## PASSAGE TO READ
## Begin
- LSTM (tensorflow)
- Embedding (GLOVE)
- postgreSQL
$python main.py -h
usage: main.py [-h] [-p PREDICT] [-t] [-m [METHOD]]
Identifying the product in a user complaint.
optional arguments:
-h, --help show this help message and exit
-p PREDICT, --predict PREDICT
Classify a text.
-t, --train Build the model.
-m [METHOD], --method [METHOD]
Pruning method. Use with train.
- notebooks
- Identifying_the_product_in_a_user_complaint.ipynb | new file
- artifacts
- model_products.h5 | new file
- tokenized.json | new file
- code
- data_cleaning.py | new file
- embedding_glove.py | new file
- main.py | new file
- net_data_structure.py | new file
- predict.py | new file
- training.py | new file
- data
- complaints_companies.csv
- complaints_users.csv
- glove.6B
- glove.6B.50d.txt | new file
- issues.csv
- products.csv
- misc
- db_config.yaml
- etl.py | modified
- README.md | modified
- requirements.txt
- schemas.yaml
- Challenge - ML Engineer - NLP.docx
Jupyter notebook. Use this file to understand how the network is built and the reasoning behind it.
These files are created after the training phase from the class Training. model_products.h5 store the neural network weight whereas the tokenized.json stores the sequence of vectors of the corpus.
This file implements the class DataCleaning . It does the text preprocessing in following steps:
- Replace contractions
- Remove not ascii code
- Lowercase
- Remove punctuation
- Manage currency, numbers and date (obfuscate)
dc = DataCleaning()
dc.normalize("text raw")
This file implements the class EmbeddingGlove. It creates the embedding matrix with the well-know Glove vectorial space. The embedding matrix is passed as argument to the Embedding layer of the NN. It is used in the Training class.
e_m = EmbeddingGlove( MAX_WORDS,
MAX_SEQ_LENGTH,
GLOV_EMBEDDING_DIM,
word_index)
e_m.get_matrix()
Entry point file.
- To run the training > python main.py [-t|--training ] [ (optional)-m|--method [mean|median|quartile]]
- To run the prediction > python main.py [-p|--predict "complaining product text"]
This file implements the class NNetDS . This class is a data structure that permit to share parameters of the neural network inside of the Training class.
## End
## INFORMATION PROVIDED
## Begin
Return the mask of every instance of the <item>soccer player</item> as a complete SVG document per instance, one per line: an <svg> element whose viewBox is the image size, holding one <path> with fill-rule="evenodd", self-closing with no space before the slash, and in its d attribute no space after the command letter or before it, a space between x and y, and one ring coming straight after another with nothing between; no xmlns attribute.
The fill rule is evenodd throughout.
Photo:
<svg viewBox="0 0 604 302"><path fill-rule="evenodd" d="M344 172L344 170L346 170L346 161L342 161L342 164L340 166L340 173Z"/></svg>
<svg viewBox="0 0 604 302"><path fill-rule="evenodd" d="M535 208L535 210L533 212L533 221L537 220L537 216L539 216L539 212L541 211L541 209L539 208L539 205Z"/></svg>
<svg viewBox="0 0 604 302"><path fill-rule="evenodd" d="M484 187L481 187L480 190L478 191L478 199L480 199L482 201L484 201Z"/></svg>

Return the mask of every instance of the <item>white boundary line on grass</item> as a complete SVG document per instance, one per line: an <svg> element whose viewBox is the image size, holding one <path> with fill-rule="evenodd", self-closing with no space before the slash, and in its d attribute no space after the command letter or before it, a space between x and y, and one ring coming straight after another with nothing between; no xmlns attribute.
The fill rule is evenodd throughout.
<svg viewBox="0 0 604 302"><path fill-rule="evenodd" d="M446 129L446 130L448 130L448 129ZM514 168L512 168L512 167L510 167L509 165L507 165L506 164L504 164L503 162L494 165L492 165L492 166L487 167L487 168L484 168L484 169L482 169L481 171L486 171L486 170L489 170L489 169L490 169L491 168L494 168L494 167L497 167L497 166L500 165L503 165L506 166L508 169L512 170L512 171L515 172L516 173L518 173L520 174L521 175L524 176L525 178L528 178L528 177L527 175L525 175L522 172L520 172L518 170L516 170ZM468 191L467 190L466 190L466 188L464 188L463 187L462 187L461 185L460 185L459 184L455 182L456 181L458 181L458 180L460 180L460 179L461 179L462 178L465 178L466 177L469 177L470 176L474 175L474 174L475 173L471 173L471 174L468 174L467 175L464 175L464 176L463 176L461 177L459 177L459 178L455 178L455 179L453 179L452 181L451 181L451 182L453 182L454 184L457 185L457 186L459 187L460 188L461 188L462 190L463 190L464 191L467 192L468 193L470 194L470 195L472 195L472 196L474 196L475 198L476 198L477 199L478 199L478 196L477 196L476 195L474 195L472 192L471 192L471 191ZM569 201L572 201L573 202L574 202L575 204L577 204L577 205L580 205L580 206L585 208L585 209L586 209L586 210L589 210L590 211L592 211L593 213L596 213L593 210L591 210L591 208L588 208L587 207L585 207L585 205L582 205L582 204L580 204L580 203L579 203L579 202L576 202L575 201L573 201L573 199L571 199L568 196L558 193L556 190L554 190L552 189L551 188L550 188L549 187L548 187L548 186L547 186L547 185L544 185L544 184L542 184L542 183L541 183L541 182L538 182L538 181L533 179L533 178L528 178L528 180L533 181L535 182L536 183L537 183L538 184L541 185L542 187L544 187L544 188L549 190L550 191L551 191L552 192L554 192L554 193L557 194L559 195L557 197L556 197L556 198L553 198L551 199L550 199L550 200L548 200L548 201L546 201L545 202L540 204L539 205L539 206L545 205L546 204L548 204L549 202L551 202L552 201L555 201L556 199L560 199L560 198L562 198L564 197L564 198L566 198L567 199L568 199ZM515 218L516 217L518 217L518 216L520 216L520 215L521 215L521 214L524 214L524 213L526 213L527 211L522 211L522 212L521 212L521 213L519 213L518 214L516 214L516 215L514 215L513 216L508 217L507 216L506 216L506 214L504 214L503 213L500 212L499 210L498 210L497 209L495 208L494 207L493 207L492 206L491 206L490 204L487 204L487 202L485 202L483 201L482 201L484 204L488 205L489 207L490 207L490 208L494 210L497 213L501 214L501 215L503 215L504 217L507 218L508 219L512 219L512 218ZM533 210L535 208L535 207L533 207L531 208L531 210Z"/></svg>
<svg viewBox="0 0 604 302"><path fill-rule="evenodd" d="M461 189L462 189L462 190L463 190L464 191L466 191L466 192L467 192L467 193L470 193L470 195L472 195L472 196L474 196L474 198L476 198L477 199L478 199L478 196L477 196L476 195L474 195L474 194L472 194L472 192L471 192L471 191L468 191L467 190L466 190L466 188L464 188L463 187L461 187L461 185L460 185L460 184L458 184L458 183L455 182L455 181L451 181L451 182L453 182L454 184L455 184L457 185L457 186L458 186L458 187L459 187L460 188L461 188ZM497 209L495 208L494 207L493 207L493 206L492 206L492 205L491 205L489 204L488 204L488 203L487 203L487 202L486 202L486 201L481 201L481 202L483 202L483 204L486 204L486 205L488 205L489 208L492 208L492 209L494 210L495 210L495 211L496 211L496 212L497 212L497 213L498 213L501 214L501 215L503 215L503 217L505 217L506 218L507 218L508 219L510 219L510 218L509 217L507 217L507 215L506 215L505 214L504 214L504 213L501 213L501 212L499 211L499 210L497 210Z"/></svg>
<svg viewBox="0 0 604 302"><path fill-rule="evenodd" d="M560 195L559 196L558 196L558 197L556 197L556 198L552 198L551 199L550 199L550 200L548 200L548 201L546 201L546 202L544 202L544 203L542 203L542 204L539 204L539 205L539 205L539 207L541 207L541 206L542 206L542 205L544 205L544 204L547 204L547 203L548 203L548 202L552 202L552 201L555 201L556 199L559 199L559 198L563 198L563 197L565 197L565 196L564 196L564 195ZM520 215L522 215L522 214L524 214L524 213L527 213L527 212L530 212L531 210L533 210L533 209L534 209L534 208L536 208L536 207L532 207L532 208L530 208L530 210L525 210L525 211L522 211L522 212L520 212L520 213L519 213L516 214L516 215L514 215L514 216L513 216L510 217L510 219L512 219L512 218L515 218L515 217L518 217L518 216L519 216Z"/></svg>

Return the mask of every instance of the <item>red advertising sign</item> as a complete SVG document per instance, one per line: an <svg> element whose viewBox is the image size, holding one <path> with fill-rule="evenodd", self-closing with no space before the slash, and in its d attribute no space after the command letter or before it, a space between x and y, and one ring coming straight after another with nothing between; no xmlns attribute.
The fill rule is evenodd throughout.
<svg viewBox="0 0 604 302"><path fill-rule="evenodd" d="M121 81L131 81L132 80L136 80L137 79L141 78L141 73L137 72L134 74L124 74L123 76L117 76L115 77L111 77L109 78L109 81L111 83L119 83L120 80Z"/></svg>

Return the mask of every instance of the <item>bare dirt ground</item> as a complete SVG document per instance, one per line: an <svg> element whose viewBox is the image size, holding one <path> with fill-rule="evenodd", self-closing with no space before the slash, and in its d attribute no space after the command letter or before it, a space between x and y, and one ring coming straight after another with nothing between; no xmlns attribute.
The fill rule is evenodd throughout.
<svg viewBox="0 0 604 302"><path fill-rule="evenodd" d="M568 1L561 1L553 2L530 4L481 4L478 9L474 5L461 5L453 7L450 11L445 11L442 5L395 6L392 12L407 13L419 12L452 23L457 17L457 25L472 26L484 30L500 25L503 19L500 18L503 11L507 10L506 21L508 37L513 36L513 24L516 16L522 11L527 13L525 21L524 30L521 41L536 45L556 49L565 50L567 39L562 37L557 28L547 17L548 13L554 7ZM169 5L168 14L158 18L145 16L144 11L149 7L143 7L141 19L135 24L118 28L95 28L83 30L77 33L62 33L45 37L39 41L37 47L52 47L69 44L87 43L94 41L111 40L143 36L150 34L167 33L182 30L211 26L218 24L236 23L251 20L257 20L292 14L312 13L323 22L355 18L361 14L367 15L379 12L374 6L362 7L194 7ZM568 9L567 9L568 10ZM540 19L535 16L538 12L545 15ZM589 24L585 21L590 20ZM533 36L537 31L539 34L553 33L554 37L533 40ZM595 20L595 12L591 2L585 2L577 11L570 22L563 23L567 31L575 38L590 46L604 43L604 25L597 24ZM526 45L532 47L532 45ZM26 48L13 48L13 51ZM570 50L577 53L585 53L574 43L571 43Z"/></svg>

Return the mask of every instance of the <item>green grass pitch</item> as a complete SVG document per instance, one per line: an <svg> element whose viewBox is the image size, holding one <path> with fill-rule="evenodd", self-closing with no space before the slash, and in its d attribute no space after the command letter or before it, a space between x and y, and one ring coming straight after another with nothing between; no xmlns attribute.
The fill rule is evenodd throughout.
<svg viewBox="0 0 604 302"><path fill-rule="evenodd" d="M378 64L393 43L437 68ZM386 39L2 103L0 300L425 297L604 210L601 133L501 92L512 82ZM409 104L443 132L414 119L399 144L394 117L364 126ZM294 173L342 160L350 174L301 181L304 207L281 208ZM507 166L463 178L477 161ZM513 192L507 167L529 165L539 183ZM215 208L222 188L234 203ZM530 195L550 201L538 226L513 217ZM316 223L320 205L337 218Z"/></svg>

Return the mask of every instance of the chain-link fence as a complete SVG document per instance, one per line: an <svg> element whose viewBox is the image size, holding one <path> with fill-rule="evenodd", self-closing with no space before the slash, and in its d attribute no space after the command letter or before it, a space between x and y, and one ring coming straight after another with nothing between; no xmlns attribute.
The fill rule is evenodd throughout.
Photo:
## End
## EXERCISE GOAL
Reproduce verbatim the portion of the complaint-classifier README that starts with "dc = DataCleaning()" and goes on through "of the Training class.".

## WRITTEN REPLY
dc = DataCleaning()
dc.normalize("text raw")
This file implements the class EmbeddingGlove. It creates the embedding matrix with the well-know Glove vectorial space. The embedding matrix is passed as argument to the Embedding layer of the NN. It is used in the Training class.
e_m = EmbeddingGlove( MAX_WORDS,
MAX_SEQ_LENGTH,
GLOV_EMBEDDING_DIM,
word_index)
e_m.get_matrix()
Entry point file.
- To run the training > python main.py [-t|--training ] [ (optional)-m|--method [mean|median|quartile]]
- To run the prediction > python main.py [-p|--predict "complaining product text"]
This file implements the class NNetDS . This class is a data structure that permit to share parameters of the neural network inside of the Training class.